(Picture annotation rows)

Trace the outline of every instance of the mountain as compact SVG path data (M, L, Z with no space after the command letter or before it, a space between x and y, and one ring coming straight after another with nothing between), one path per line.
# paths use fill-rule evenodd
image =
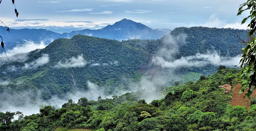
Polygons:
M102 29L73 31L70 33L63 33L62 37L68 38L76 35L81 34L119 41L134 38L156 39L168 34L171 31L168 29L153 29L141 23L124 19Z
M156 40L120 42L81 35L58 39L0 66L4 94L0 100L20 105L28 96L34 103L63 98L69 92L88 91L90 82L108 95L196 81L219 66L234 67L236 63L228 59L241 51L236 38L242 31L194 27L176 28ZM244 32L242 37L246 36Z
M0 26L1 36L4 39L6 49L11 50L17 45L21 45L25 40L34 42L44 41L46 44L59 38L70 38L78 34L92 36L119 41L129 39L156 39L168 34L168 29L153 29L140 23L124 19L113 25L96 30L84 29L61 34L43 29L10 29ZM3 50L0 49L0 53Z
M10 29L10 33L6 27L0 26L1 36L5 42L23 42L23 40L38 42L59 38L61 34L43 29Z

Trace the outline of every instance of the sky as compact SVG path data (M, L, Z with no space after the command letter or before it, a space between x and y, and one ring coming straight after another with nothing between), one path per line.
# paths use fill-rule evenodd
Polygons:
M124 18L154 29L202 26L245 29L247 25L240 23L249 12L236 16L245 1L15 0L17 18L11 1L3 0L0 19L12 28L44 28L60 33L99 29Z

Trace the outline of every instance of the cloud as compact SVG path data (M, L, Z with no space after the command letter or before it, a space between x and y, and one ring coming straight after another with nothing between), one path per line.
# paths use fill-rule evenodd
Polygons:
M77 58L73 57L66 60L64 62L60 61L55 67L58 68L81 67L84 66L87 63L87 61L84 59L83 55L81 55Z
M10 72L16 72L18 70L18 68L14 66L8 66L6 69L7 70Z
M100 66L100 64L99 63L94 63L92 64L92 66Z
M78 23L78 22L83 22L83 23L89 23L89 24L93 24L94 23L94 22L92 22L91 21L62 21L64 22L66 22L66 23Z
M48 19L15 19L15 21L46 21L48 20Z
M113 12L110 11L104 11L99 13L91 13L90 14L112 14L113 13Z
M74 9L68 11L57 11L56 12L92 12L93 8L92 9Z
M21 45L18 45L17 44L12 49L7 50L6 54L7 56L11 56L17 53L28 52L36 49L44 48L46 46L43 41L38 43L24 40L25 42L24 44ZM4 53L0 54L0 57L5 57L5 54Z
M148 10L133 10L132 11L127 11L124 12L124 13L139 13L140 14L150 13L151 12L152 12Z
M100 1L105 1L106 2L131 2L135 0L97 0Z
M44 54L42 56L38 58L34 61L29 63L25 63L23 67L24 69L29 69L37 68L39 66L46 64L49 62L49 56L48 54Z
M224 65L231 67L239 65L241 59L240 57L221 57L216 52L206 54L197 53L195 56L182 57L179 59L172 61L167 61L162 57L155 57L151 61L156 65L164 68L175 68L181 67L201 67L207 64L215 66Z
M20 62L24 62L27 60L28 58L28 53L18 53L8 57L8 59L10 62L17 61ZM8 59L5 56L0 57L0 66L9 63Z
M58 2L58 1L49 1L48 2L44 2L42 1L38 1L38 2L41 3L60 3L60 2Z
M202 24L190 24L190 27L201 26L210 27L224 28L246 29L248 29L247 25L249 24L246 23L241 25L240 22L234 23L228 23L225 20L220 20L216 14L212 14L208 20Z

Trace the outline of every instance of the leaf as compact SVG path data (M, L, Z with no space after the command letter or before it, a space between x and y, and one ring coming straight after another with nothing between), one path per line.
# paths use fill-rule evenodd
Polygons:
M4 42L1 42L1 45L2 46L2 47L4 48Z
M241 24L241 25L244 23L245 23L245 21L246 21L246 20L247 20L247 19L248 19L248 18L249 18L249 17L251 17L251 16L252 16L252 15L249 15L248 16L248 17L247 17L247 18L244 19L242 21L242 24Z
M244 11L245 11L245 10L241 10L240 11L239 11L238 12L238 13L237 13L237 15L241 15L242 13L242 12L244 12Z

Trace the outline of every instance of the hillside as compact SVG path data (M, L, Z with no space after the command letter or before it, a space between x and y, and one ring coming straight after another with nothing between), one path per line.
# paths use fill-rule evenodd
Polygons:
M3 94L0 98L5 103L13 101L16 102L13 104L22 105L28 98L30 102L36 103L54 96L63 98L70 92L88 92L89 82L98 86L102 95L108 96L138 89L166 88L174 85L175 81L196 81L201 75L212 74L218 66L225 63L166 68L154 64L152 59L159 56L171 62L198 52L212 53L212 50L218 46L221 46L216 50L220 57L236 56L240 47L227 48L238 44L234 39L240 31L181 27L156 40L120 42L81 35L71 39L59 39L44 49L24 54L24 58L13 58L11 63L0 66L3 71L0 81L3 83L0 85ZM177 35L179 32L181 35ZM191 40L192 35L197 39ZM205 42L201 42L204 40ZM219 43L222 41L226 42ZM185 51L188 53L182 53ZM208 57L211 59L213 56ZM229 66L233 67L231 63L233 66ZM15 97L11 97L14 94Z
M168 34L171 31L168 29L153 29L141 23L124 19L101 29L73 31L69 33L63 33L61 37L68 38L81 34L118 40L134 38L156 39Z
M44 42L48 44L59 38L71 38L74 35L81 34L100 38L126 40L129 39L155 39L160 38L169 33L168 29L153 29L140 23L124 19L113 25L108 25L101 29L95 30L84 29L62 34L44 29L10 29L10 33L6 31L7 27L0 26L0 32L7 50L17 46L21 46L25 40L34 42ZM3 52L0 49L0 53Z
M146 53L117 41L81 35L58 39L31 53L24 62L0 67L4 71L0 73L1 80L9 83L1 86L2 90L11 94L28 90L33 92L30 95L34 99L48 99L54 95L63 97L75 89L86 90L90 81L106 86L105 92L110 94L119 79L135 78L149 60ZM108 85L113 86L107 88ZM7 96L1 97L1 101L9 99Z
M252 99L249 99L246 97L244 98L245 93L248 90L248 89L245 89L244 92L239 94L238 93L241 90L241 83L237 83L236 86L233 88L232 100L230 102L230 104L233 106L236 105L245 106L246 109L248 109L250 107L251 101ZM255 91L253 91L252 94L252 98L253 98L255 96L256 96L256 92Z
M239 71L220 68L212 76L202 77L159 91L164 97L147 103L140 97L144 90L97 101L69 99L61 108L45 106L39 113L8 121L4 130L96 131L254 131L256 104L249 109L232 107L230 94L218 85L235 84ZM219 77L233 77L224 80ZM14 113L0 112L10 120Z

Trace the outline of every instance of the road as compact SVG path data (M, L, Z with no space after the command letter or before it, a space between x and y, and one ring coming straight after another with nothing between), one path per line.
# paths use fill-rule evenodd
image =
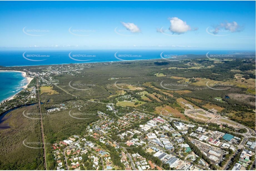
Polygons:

_Task goal_
Convert the rows starting with the line containing "Trace the outline of every instance of the sky" and going on through the line containing "M202 24L190 24L190" into a two-column CSV with the columns instruction and response, one CSV line per row. Put each row's text and its answer in a single quoted field each, with line breaks replaced by spaces.

_The solution_
instruction,response
"Trace the outline of every instance of the sky as compact SVG path data (M, L, Z with no space after the command letter or before it, a space between x and y, and one ring coming straight after another with nothing between), one path per line. # paths use fill-rule evenodd Polygons:","M124 18L154 29L202 26L245 29L247 25L240 23L249 12L236 16L245 1L15 0L17 18L11 1L3 0L0 19L12 28L44 28L60 33L99 29Z"
"Trace the outline of every instance of the cloud as compact SVG path data (M, L, Z with no space after the command letter or before it, a space between x and y, and one ring coming straight after another with nothing between), one path per line. # paths use fill-rule evenodd Polygons:","M77 58L73 57L66 60L64 62L60 61L55 67L58 68L81 67L84 66L87 63L87 61L84 59L83 55L81 55Z M10 72L16 72L18 70L18 68L14 66L8 66L6 69L7 70Z M100 66L100 64L99 63L94 63L92 64L92 66Z M78 23L78 22L83 22L83 23L89 23L89 24L93 24L94 23L94 22L92 22L91 21L62 21L64 22L66 22L66 23Z M48 19L15 19L15 21L46 21L48 20Z M113 12L110 11L104 11L99 13L91 13L90 14L112 14L113 13Z M74 9L68 11L57 11L56 12L92 12L93 8L92 9Z M21 45L18 45L17 44L12 49L7 50L6 54L7 56L11 56L17 53L28 52L36 49L44 48L46 46L43 41L38 43L24 40L25 42L24 44ZM4 53L0 54L0 57L5 57L5 54Z M148 10L133 10L132 11L127 11L124 12L124 13L139 13L140 14L150 13L151 12L152 12Z M100 1L105 1L106 2L131 2L135 0L97 0Z M44 54L42 56L38 58L34 61L29 63L25 63L23 67L24 69L29 69L37 68L39 66L46 64L49 62L49 56L48 54Z M224 65L231 67L239 65L241 59L240 57L221 57L216 52L206 54L197 53L195 56L182 57L179 59L172 61L167 61L162 57L155 57L151 61L156 65L164 68L175 68L181 67L201 67L207 64L215 66Z M20 62L24 62L27 60L28 58L28 53L18 53L8 57L8 59L10 62L17 61ZM8 59L5 56L0 57L0 66L9 63Z M58 2L58 1L49 1L48 2L44 2L42 1L38 1L38 2L41 3L60 3L60 2Z M202 24L190 24L190 27L201 26L210 27L224 28L246 29L248 29L247 25L249 24L246 23L241 25L240 22L234 23L228 23L225 20L220 20L216 14L212 14L208 20Z"